■ **WHAT IS EXPECTED**:
Each and every line of the data must appear exactly as given.
DATA IN THIS EXERCISE below:
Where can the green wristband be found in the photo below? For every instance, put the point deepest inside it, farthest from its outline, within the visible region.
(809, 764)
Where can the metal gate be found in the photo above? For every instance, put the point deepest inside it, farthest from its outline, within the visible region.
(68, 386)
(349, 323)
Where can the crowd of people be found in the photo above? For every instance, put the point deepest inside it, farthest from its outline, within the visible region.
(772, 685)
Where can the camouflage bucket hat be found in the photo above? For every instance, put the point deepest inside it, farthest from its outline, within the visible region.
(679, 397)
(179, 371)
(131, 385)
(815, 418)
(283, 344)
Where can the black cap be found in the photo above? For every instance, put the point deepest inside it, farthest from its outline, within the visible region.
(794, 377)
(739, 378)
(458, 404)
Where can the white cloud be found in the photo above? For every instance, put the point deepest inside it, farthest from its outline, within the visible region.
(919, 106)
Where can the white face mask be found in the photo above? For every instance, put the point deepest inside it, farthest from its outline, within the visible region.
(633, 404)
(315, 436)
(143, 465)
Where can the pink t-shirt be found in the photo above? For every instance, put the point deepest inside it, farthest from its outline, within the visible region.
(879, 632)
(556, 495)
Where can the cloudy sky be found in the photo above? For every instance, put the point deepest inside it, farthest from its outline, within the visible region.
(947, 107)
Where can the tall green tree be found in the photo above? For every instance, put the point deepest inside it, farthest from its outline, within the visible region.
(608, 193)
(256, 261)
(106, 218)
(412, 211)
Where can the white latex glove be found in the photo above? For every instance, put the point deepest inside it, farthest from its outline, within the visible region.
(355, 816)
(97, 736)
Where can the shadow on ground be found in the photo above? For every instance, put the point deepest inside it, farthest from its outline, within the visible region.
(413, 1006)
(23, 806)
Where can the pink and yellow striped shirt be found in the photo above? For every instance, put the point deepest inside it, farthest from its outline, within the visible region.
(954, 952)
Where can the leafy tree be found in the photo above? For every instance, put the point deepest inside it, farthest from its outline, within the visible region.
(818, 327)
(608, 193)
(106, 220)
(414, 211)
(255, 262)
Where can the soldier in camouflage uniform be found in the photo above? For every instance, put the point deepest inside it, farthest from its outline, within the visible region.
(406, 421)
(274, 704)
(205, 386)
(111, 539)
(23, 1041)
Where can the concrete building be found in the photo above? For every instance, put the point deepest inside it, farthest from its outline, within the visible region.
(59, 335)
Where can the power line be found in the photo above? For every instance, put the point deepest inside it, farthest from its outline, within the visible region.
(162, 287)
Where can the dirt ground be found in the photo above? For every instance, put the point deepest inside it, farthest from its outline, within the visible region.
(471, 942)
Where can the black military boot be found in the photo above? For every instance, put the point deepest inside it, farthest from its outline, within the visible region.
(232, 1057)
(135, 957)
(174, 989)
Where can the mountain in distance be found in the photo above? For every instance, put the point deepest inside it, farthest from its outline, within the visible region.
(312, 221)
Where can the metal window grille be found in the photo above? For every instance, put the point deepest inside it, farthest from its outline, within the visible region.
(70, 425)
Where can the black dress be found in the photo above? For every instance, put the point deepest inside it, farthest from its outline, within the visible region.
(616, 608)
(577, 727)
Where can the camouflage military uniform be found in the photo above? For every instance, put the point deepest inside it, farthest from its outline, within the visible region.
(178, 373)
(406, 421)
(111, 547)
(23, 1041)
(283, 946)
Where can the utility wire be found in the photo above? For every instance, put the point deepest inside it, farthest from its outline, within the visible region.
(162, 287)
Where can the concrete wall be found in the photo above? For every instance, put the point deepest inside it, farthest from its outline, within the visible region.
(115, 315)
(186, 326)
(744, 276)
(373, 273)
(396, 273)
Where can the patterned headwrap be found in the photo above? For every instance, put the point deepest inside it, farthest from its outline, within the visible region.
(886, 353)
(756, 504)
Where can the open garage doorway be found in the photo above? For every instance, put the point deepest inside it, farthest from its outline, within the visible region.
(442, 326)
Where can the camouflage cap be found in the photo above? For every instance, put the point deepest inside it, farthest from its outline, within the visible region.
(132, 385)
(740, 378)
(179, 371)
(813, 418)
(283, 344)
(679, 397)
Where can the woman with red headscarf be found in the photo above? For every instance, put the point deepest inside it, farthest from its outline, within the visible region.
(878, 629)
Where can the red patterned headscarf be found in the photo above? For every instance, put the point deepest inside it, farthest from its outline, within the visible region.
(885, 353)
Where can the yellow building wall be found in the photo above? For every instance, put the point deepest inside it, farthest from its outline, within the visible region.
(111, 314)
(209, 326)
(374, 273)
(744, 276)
End of DATA IN THIS EXERCISE.
■ **EXERCISE RESPONSE**:
Where can the green wristband be found in the photo below? For every instance, put the point deepest inside it, farthest from its outline, within the visible region.
(809, 764)
Where can the metal gate be found in the photo above? For every instance, put the point deepest inside it, farthest from its outline, within the visible region.
(68, 386)
(349, 323)
Where can the crowd of people be found in the photo above? For every instance, put the point deepest inside it, farthest from its outline, within the visible region.
(772, 685)
Where can the camouflage bucket hat be found in the photo above? For every instance, put the point deepest inside it, farthest from its outline, within the visible region.
(679, 397)
(179, 371)
(131, 385)
(815, 418)
(283, 344)
Where can the black cap be found in the photo above? For every instance, put the point deepest inside it, farthest from its outline, within the visible region.
(794, 377)
(739, 378)
(458, 404)
Where can the white cloud be found in the photo above? For every instance, put the point deepest inside it, farthest from its outline, within the visible region.
(919, 106)
Where can the white face mask be found in the photo above? For every instance, put the point deepest inside it, farthest from its outline, within the visible region.
(633, 404)
(315, 436)
(143, 465)
Where can the pink t-shirt be found in the photo above? For every instance, put the point deepest inside it, farthest from its outline, within the visible region.
(879, 632)
(556, 495)
Where can the cloudy sky be found in the photo above? For every instance, put the point deepest inside it, farthest from its outline, within the visible region.
(947, 107)
Where can the tall green tree be found in the photo above? For every instance, put the point deepest inside it, farthest from its outline, within the visible region.
(608, 193)
(256, 261)
(106, 218)
(412, 211)
Where can the white latex glove be found in the photo above? For every instance, put the point deepest inside it, farthest from its outline, within the visible region.
(355, 816)
(97, 736)
Where can the shadow on ground be found in the photo above? For every instance, put the point deepest inside it, farthest from its outline, within the visible region.
(413, 1006)
(23, 806)
Where can the pink and yellow striped shirt be found in the photo above? For every instance, put the point deepest inside it, farthest from its outline, within the visible region.
(954, 952)
Where can the leafy tree be found in the photo above? For every instance, put the point deepest inside it, farthest from its outline, within the visible region.
(818, 327)
(608, 193)
(106, 220)
(414, 211)
(255, 262)
Where can the soldier in camouflage uniform be found in the photo above? For every instance, put the point deepest inside it, farthest from its outline, within the visible region.
(406, 421)
(274, 704)
(205, 386)
(111, 539)
(23, 1041)
Where can the concrete building be found in the photo above? For every instance, put the point deepest inside it, farthest from its outline, within the visible region.
(59, 335)
Where can the power line be found in the photo above? For every instance, put the point deepest inside it, farthest from its outline, within the visible region.
(162, 287)
Where can the dirt ground be found in the photo above? For every instance, put the point deepest inside it, farthest from its outline, within the visible region.
(471, 942)
Where can the black military boot be found in the photo above? For every instance, put the point deepest inside it, farthest from its outline, within the visible region.
(232, 1057)
(135, 957)
(174, 989)
Where can the mountain in distance be found in the photo above? For every instance, put the point deepest inside it, farthest from its outline, within the visible region.
(312, 221)
Where can the metal window grille be found in the photo above? For every instance, put the point deepest inside it, farthest from its outline, within the visible region.
(70, 425)
Where can the black dress be found in the photo above? For every instance, put the point deepest inside it, farthest from its outline, within the visible region.
(616, 608)
(577, 727)
Where can the camouflage military uniform be found in the photo above? For every instance, put the point deepest inside it, farthest from its outline, within the visible region.
(178, 373)
(406, 421)
(111, 547)
(23, 1041)
(283, 946)
Where can the utility wire be found in the photo above? For every instance, put the point deepest inside it, farthest from its outline, within the visible region.
(162, 287)
Where can the concrete wall be found in the photo above? For every instance, put the point deepest inside it, farthest from its outline, within the visible region.
(115, 315)
(186, 326)
(744, 276)
(373, 273)
(396, 273)
Where can the patterned headwrap be found in the photo above? For every instance, put the point deepest inside it, farthest from its outline, within the visible region.
(886, 353)
(756, 504)
Where can the open garage doorway be found in the photo above? For every instance, put the point deepest inside it, farthest from its outline, within the visible region.
(442, 326)
Where can the camouflage cap be found in the photo above? For every instance, put the point deepest inside it, farthest from its outline, within the visible region.
(132, 385)
(740, 378)
(179, 371)
(813, 418)
(283, 344)
(679, 397)
Where can the woman with red headscarf be found in the photo above? For every instance, put the point deepest inside it, farthest from its outline, within the visible region.
(878, 629)
Where can the red patterned headscarf be found in the photo above? For every instance, put the point deepest inside it, farthest from its outline, within the visible region.
(885, 353)
Where can the yellow building wall be found in the photo above? For every instance, put the point deepest inside it, farthest from its outline, within the visible region.
(111, 314)
(209, 326)
(374, 273)
(744, 276)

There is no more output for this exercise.